Dataset records:

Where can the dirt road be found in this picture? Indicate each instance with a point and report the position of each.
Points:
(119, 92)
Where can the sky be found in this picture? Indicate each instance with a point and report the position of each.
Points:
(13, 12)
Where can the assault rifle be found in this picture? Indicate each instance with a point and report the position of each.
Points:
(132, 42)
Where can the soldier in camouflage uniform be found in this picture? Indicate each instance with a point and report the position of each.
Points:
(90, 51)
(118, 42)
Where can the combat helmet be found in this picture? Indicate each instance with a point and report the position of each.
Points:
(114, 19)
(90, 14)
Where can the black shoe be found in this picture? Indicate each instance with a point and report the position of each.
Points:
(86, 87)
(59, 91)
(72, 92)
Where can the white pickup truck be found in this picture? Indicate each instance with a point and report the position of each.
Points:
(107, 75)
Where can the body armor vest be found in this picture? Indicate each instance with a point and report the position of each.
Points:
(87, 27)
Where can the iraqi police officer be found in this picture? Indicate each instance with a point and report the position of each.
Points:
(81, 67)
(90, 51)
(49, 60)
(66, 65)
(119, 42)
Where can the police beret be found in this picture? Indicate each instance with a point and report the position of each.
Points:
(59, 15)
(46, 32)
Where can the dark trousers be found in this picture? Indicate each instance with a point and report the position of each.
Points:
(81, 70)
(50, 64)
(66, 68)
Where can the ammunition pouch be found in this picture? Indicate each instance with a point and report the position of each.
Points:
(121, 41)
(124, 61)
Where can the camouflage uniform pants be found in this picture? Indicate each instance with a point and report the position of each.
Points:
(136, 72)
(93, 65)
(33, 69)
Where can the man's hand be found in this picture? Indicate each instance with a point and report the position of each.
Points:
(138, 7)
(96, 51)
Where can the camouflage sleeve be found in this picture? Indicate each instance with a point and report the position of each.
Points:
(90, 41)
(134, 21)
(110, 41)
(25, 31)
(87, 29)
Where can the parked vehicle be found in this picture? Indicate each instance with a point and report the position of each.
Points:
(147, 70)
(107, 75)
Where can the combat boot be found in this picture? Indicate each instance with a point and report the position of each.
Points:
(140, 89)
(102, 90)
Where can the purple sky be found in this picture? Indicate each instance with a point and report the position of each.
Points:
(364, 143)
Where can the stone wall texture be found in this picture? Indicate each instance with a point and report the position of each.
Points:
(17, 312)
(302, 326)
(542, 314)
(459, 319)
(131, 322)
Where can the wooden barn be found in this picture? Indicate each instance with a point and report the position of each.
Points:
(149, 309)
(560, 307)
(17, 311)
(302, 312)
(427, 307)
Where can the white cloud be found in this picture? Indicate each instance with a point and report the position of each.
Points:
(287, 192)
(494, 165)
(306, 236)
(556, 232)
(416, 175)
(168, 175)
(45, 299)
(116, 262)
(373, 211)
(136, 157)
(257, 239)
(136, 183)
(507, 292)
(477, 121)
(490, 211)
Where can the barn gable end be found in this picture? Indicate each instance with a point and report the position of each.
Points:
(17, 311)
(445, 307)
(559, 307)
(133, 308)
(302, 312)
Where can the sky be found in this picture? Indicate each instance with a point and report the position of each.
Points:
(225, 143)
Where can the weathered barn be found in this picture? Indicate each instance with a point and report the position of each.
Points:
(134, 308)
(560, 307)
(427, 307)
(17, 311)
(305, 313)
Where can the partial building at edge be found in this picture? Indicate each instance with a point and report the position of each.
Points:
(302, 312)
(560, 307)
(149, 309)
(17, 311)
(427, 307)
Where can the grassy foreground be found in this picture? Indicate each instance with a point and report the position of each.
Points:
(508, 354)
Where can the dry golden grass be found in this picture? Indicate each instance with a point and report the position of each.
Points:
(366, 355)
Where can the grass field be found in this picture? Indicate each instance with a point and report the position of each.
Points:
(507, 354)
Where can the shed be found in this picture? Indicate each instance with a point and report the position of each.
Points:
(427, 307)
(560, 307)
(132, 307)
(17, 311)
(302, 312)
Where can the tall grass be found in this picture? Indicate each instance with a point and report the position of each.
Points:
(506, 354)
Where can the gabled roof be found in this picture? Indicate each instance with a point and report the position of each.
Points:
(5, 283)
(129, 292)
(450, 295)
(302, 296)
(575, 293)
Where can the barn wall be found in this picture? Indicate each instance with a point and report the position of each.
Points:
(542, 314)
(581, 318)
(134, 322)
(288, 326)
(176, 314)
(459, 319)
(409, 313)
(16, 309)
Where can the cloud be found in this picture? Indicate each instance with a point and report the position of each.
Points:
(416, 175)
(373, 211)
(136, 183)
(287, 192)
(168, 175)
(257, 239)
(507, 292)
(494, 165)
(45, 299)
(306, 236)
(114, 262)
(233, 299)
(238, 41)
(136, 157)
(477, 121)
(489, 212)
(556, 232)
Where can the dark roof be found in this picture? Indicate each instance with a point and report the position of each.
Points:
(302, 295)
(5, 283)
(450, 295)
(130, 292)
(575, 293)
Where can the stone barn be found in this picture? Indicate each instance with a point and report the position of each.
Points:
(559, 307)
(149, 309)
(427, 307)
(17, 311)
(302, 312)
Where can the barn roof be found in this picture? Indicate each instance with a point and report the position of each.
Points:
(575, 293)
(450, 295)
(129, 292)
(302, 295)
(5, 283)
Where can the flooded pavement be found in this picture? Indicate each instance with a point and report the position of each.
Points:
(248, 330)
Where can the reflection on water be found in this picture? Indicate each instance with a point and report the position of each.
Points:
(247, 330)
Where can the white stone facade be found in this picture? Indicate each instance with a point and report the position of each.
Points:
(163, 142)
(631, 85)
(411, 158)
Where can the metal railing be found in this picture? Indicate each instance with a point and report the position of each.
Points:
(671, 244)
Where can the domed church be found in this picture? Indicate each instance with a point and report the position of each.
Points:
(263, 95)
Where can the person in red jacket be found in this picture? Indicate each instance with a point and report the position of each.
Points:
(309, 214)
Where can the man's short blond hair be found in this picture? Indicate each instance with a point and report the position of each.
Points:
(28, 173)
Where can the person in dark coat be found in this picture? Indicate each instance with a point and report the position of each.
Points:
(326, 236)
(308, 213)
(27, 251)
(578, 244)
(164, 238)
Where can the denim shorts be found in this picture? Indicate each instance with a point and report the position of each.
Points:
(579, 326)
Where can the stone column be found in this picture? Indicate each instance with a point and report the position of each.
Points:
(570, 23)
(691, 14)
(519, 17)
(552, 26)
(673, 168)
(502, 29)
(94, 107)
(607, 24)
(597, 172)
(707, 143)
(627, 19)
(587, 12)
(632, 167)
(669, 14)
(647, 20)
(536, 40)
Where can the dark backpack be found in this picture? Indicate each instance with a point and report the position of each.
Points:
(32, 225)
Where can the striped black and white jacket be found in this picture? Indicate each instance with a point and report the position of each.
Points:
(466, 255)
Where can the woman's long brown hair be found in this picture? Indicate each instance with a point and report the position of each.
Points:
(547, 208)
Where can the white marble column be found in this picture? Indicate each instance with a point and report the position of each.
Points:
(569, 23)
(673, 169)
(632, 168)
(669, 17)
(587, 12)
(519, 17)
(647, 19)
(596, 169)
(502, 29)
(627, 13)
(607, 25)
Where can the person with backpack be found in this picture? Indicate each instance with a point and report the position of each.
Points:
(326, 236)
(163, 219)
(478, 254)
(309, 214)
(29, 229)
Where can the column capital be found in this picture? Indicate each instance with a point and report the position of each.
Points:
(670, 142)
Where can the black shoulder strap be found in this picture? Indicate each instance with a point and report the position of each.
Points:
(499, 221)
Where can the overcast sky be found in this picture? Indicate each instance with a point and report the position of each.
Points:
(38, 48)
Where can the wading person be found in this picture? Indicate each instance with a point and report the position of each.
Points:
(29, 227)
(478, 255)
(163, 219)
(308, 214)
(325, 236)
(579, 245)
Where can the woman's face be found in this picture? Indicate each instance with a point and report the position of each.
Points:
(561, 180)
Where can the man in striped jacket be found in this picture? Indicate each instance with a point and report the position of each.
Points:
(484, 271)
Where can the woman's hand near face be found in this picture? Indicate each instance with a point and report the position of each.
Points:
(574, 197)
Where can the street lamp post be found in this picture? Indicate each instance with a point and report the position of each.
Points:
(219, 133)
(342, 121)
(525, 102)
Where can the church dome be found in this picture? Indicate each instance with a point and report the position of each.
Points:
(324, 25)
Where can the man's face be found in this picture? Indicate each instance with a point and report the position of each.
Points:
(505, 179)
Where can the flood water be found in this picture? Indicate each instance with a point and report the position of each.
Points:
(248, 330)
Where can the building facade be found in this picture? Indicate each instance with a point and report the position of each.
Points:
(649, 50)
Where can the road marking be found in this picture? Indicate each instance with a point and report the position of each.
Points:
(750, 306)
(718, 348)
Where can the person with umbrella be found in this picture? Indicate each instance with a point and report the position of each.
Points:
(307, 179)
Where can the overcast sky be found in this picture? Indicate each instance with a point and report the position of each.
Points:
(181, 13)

• _REQUIRED ACTION_
If a line of the entries contains the string "church", it counts; report how many such lines there are, as a bare number.

• _EXERCISE RESULT_
2